● Required task
How many lines in the entries below contain the string "hammock", counting only matches in the same case? Reply with the number alone.

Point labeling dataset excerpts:
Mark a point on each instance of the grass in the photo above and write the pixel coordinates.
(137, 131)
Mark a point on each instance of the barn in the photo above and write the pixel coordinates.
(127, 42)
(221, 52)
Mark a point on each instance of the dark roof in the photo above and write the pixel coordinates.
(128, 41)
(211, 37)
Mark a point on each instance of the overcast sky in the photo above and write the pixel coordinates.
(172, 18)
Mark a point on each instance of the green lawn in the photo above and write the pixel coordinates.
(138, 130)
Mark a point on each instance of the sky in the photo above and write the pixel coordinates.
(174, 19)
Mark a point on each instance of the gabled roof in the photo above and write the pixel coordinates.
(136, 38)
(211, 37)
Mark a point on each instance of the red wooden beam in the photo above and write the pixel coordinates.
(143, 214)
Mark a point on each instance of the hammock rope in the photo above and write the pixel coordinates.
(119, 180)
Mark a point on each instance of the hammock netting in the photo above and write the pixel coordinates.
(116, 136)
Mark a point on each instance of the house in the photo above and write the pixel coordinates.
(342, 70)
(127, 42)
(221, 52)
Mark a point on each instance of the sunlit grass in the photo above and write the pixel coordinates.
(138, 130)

--

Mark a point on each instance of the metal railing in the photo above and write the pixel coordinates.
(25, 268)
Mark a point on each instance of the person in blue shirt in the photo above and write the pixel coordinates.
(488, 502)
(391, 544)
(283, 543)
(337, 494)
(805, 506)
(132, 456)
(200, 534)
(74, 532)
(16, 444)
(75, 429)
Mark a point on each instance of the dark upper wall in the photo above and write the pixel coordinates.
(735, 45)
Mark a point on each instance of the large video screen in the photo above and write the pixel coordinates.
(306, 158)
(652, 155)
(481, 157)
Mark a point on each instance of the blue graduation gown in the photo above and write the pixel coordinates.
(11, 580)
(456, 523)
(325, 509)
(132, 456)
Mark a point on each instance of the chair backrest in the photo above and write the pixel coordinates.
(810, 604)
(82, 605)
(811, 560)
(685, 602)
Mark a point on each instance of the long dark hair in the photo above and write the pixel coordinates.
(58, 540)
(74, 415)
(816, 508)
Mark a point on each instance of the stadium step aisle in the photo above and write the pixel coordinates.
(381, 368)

● Reply
2